→ **WRITTEN REQUEST**
Reproduce word for word everything in the records below, from the line containing "Guideline: for every instance of the green" down to the line containing "column 709, row 846", including both of those lines.

** Begin RECORD EXCERPTS **

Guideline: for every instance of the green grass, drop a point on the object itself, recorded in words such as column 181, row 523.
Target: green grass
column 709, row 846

** End RECORD EXCERPTS **
** Begin RECORD EXCERPTS **

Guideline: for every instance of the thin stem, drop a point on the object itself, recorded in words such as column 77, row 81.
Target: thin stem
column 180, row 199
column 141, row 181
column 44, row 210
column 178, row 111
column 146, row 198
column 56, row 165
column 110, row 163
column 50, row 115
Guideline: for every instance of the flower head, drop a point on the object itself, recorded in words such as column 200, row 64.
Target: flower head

** End RECORD EXCERPTS **

→ **ANSWER TO THIS EXERCISE**
Guideline: for every instance of the green grass, drop a point on the object itself, recorded in words such as column 181, row 523.
Target: green grass
column 709, row 846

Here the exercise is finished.